§ EXCERPT PROVIDED
Thursday, January 15, 2009

Mobile Technology

Recent research and observation of trends indicate that mobile technology, such as smartphones, will increasingly be used in schools to enhance the curriculum and invigorate learning. Already, a movement is afoot to lift cellphone bans in schools to allow students to use this convenient communication tool to interact with programs found on websites and through other technology sources. For now, the problem resides with teacher training; teachers need to grasp how mobile technologies can be used effectively in the classroom.

Project K-Nect, implemented in four North Carolina high school, uses smartphones to teach 9th graders algebra lessons. As noted in a Digital Dimensions article, “Teachers, from their laptop computers, send specially designed activities related to curriculum topics to students’ smartphones.”

To learn more about the national call for increased use of mobile technology to re-shape learning, consult the Digital Dimensions article. Also, take the time to skim this 52-report: Pockets of Potential: Using Mobile Technologies to Promote Children’s Learning Carly Shuler, Ed.M.January 2009

Please post your comments after reviewing the article and/or report. How do you envision mobile technology affecting your teaching and students' learning?

§ REQUIRED TASKS
A: Answer these questions from the mobile technology post:
(i) Which students does Project K-Nect teach, and what subject?
(ii) Where does the post say the problem resides for now?
(iii) Who is named as the author of the report Pockets of Potential?
B: Please repeat word for word the part of the mobile technology post starting with "To learn more" and going on through "and students' learning?".
C: Pick up the mobile technology post after its last sentence and continue it.
The listing that comes next has nothing to do with the mobile technology post.

§ DATA TO EXAMINE
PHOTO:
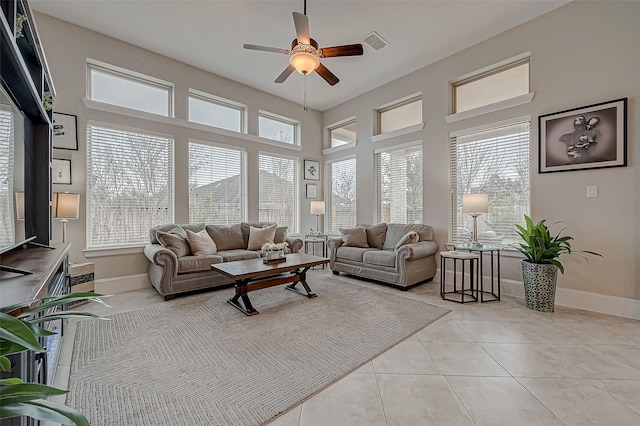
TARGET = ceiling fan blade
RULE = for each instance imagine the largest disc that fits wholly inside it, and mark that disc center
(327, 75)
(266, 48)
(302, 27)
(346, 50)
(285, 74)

---

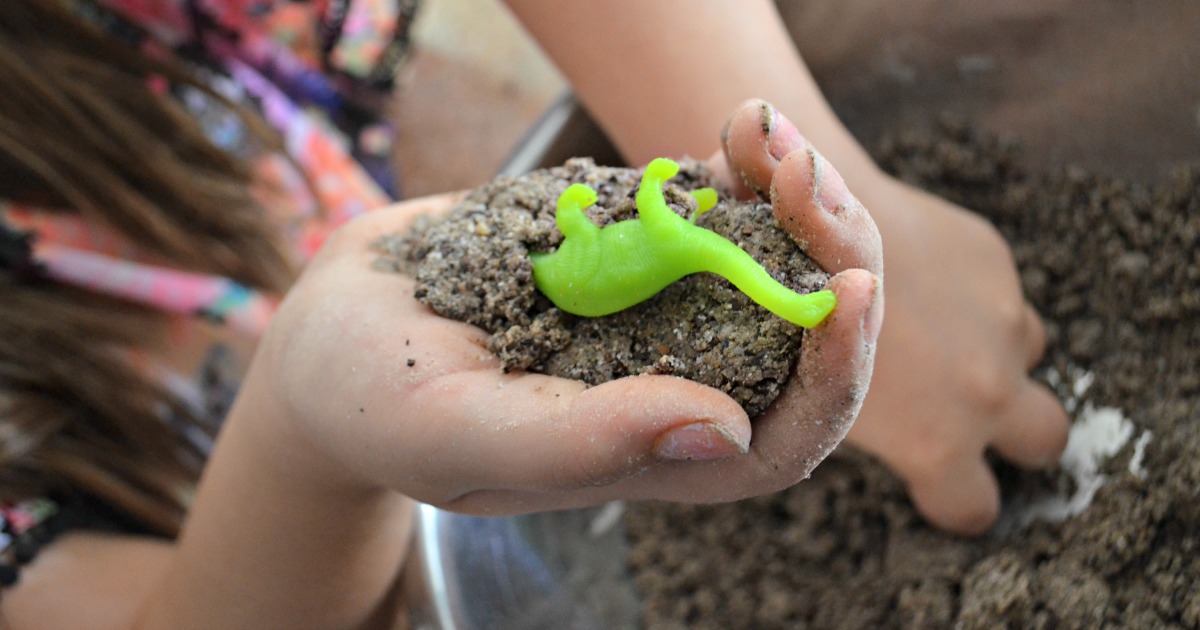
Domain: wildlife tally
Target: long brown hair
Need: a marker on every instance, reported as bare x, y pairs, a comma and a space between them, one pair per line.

--

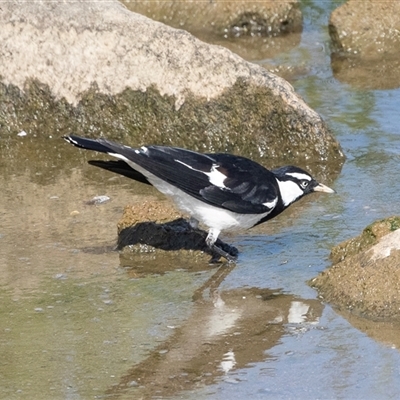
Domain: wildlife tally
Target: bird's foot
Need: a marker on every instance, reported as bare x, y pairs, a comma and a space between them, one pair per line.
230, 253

§ SOLVED TASKS
A:
(i) 9th graders, in algebra
(ii) With teacher training
(iii) Carly Shuler, Ed.M.

B:
To learn more about the national call for increased use of mobile technology to re-shape learning, consult the Digital Dimensions article. Also, take the time to skim this 52-report: Pockets of Potential: Using Mobile Technologies to Promote Children’s Learning Carly Shuler, Ed.M.January 2009

Please post your comments after reviewing the article and/or report. How do you envision mobile technology affecting your teaching and students' learning?

C:
gretchen said...

I found this article very interesting. I think it will be hard to get administrators- with all the liabilities these days to allow cells to be used no matter how useful There are simply too many other things that a student can access from a high tech phone. I do believe that more portable devices will enter the schools though.
Small individual computers of some sort?

Michelle said...

I agree with Gretchen that with all the liabilities these days in school I think using smart phones is going to be difficult to convince people to use. I am all for technology in school but I am skeptical about this one. This initiative would be better if used in college classes. I think students in school will need more training in how to use them appropriately and their purpose. whose to say that if someone abuses it..what are the consequences? Does this initiative take away from person to person contact? Is it a healthy option when we as a society already spend a good chunk of time on the computer, video game, cell phone, laptop etc?
I agree with Gretchen that there are other ways to bring technology into school and support learning. Using smart phones in school for learning, in my opinion, is not a smart idea.

travis said...

This is the way of the future. In many ways it is the same as laptops (which we have now) just smaller. Forget the liabilities, if schools can save money and jump into the technology wave, they will. Training would be an issue though and a pilot for this program would be best left to a school that has had laptops. I found that my whole attitude and style of teaching changed with the laptops. That experience taught me to change with the times. It was not an easy transition; there were and are many bugs to work out. With that said, technology does enhance learning, it is an exciting challenge everyday and I think smart phones would be an extension of that.

Kathryn said...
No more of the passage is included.